Task instructions
Your answer must be an exact copy of the listing, with the images left out.

^^^^

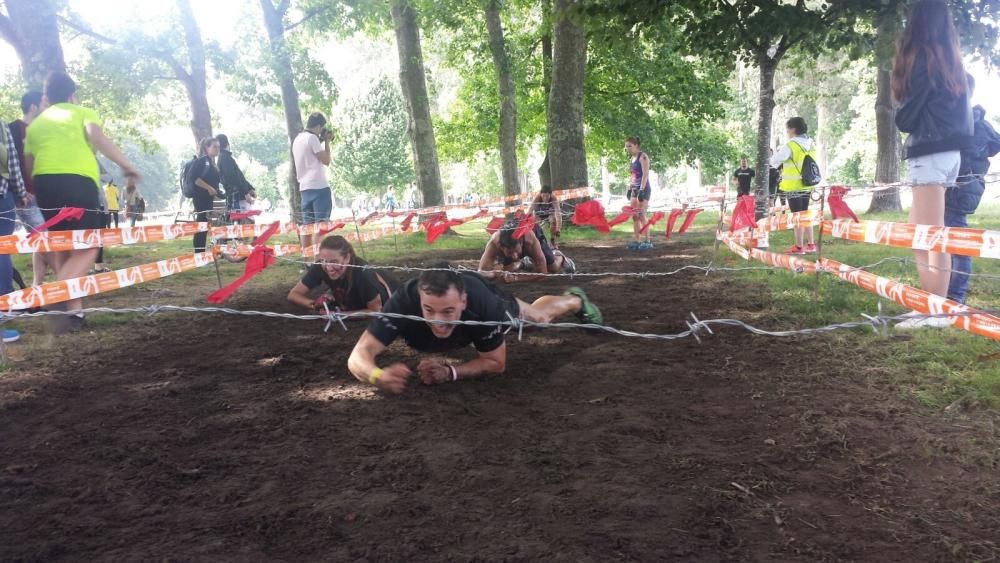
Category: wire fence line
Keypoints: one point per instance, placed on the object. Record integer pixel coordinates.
(696, 327)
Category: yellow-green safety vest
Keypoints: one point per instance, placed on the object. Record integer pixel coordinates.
(791, 169)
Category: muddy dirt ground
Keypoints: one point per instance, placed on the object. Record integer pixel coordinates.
(223, 438)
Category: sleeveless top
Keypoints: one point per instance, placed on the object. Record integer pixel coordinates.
(636, 168)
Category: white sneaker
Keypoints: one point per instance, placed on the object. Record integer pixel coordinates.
(917, 322)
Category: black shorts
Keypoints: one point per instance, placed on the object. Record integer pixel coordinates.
(55, 191)
(635, 193)
(797, 201)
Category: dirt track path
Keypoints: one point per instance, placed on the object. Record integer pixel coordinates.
(248, 440)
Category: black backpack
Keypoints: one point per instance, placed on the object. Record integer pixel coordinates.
(810, 173)
(187, 177)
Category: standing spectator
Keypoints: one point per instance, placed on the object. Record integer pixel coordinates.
(773, 178)
(132, 198)
(639, 192)
(791, 157)
(30, 215)
(743, 176)
(311, 152)
(239, 193)
(11, 189)
(962, 201)
(59, 150)
(111, 197)
(929, 82)
(206, 183)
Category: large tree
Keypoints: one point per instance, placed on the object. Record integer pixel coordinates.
(565, 131)
(413, 83)
(31, 27)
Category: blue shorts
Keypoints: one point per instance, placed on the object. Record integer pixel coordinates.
(934, 169)
(317, 205)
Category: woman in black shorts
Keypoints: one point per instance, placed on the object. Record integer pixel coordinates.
(639, 192)
(206, 186)
(352, 287)
(59, 153)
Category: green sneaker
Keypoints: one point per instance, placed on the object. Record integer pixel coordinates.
(588, 313)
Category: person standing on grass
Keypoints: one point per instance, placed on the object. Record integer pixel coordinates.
(12, 192)
(545, 207)
(352, 286)
(962, 201)
(206, 186)
(790, 157)
(131, 198)
(59, 153)
(929, 83)
(311, 152)
(30, 215)
(743, 177)
(446, 295)
(639, 192)
(111, 197)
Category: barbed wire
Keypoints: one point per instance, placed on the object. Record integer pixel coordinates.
(695, 325)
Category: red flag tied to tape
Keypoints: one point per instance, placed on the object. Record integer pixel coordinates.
(743, 215)
(692, 213)
(838, 208)
(591, 213)
(65, 214)
(260, 258)
(440, 227)
(672, 220)
(625, 215)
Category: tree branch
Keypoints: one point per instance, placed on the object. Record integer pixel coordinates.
(84, 30)
(309, 15)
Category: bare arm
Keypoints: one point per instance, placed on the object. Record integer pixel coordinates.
(362, 365)
(494, 362)
(100, 142)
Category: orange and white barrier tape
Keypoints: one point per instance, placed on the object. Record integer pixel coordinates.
(86, 286)
(953, 240)
(966, 318)
(56, 241)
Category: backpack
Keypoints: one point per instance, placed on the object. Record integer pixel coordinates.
(810, 173)
(188, 176)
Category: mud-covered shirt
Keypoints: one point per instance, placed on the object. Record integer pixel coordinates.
(485, 303)
(356, 288)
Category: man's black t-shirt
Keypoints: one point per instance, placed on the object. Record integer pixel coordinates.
(485, 303)
(356, 288)
(743, 176)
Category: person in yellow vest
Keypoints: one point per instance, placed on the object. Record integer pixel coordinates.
(790, 157)
(111, 195)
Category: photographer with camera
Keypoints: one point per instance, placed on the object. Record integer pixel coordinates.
(311, 151)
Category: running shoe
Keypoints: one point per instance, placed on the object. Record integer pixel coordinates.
(588, 313)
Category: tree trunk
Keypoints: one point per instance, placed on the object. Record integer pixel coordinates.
(889, 145)
(544, 172)
(508, 103)
(195, 82)
(31, 28)
(765, 111)
(281, 65)
(568, 158)
(418, 108)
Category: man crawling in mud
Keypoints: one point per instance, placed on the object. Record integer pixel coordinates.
(441, 297)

^^^^

Task response
Category: wire fence line
Keypoints: one point per instance, placed on the object. Record integer pixel coordinates.
(696, 327)
Category: yellow-green safety vest
Keypoints: one point per instance, placed on the object. Record integer pixel coordinates.
(791, 169)
Category: muddy dirt ground
Keypoints: one point per instance, placed on the object. Record integer pixel coordinates.
(223, 438)
Category: sleeveless top
Keypoints: one point per instance, placed on the object. Record integer pixel coordinates.
(636, 168)
Category: white sneaker
Keypoints: one point per instance, placed on the object. Record integer pixel coordinates.
(917, 322)
Category: black shorts
Keypoints: one point per instance, placed on the object. Record integer pixel coordinates.
(55, 191)
(635, 193)
(797, 201)
Category: dirt track path
Keypoints: one point per instance, placed on the object. Record integer pixel coordinates.
(248, 440)
Category: black backpack
Keypoints: one point per instance, placed on the object. Record integer pixel coordinates.
(810, 173)
(187, 177)
Category: standing spectator
Keypoints: one point per instance, placed on the object. Record integer pixel coordinates.
(773, 178)
(132, 198)
(639, 192)
(791, 157)
(30, 215)
(743, 176)
(311, 152)
(239, 193)
(11, 189)
(962, 201)
(59, 150)
(111, 197)
(929, 82)
(206, 183)
Category: large tree
Keypoints: one point per instance, placed on the object. Record integer pixel coordinates.
(565, 131)
(413, 83)
(31, 27)
Category: blue shorts
Keypoints: one point per instance, placed on the object. Record integer pixel coordinates.
(934, 169)
(317, 205)
Category: woman in black shorts
Keypoints: one point per instance, placed on the object. Record integer pixel coordinates.
(639, 192)
(206, 186)
(352, 287)
(59, 153)
Category: green sneaker
Keypoints: one point per instance, placed on the object. Record integer pixel coordinates.
(588, 313)
Category: person standing on grass
Keypoints: one point per instance, placed on the object. Record integer pixel coordinates.
(12, 192)
(545, 207)
(352, 286)
(962, 201)
(206, 186)
(790, 157)
(131, 198)
(59, 153)
(929, 83)
(311, 152)
(30, 215)
(743, 177)
(446, 295)
(639, 192)
(111, 197)
Category: barbed wire
Keypoints: one point per instance, placed on the object. Record integer pixel coordinates.
(695, 325)
Category: red flag tied to tape
Keypoints: one point per instance, placed on the object. Record integer pixel coordinates.
(743, 215)
(692, 213)
(838, 208)
(591, 213)
(65, 214)
(260, 258)
(440, 227)
(672, 220)
(625, 215)
Category: tree branch
Keypoints: one point per instance, placed on the object. Record integer pixel coordinates.
(84, 30)
(309, 15)
Category: bare arm
Keypoints: one point per instance, placed on the object. Record integer pixel coordinates.
(362, 365)
(494, 362)
(100, 142)
Category: orange and white barrier tape
Keypoints: one point per instance, placed on the object. Record integer pixel coordinates.
(86, 286)
(953, 240)
(966, 318)
(56, 241)
Category: backpack
Keypoints: one point per instance, placed on the object. Record integer pixel coordinates.
(810, 173)
(188, 176)
Category: mud-covered shirt
Keypoints: one point per instance, placed on the object. Record integer pixel coordinates.
(485, 303)
(356, 288)
Category: man's black t-shirt
Keypoints: one point per instance, placed on the object. Record integer pixel coordinates.
(485, 303)
(356, 288)
(743, 176)
Category: person in yellow vest
Keypoints: one point per instance, placed on the object. Record integer pixel coordinates.
(790, 157)
(111, 195)
Category: photographer with camera
Keypoints: one point per instance, placed on the object. Record integer pixel coordinates.
(311, 151)
Category: running shoe
Keypoints: one point per instance, placed on the object. Record integer pixel coordinates.
(588, 313)
Category: tree trunk
Keypoints: one point per instance, placed on the object. Record integer pixel coordinates.
(889, 145)
(544, 172)
(508, 103)
(195, 82)
(31, 28)
(765, 111)
(281, 65)
(568, 158)
(418, 108)
Category: man crawling in mud
Keypoints: one point per instance, placed on the object. Record integer pixel coordinates.
(441, 297)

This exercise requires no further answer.